(What you will do):
Please write out exactly the lines of the data below from the line holding "work: provide the mask of every instance of the **plant" through the line holding "target: **plant stem in snow**", and leave out the rest.

(Data extracts):
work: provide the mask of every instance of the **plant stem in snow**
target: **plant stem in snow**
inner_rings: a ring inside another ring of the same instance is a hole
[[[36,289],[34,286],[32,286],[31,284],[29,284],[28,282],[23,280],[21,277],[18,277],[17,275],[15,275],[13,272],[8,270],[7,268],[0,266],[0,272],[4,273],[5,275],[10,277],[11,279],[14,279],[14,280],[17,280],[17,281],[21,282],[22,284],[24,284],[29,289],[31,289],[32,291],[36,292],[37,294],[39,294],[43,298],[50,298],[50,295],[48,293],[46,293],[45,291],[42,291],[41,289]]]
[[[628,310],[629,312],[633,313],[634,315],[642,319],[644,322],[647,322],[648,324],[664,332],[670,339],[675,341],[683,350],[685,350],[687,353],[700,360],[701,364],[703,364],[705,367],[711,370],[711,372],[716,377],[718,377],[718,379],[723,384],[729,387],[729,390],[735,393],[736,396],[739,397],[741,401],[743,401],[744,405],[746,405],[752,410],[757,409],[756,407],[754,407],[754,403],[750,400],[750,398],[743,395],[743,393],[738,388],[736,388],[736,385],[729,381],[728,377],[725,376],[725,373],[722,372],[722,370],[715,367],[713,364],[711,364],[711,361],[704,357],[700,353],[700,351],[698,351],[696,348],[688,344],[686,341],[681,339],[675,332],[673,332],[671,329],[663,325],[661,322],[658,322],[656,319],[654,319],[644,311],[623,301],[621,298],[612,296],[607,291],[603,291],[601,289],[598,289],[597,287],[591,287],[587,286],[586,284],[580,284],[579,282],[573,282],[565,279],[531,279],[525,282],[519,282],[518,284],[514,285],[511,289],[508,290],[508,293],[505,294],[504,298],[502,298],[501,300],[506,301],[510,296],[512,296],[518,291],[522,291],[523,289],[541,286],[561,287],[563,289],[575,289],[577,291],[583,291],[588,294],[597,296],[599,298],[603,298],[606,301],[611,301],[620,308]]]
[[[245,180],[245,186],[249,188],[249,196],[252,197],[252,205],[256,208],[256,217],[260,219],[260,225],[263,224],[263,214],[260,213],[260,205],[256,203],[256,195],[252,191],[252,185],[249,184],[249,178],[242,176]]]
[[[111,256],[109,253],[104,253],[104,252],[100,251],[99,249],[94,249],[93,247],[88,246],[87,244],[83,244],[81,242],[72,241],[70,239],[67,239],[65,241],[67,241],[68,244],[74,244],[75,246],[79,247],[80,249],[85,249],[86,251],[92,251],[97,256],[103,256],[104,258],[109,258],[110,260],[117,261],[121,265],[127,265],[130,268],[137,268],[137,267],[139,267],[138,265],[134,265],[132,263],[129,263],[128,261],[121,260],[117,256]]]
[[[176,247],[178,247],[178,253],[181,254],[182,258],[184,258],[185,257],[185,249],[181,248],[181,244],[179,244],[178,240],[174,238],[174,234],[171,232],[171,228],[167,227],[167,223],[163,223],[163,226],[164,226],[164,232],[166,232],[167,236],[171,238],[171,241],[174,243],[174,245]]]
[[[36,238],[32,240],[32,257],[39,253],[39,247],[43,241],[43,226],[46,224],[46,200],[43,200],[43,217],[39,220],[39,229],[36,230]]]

---

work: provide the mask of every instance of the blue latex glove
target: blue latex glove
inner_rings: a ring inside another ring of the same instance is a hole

(Solution to this task):
work: provide the mask of every instance of the **plant stem in snow**
target: **plant stem in snow**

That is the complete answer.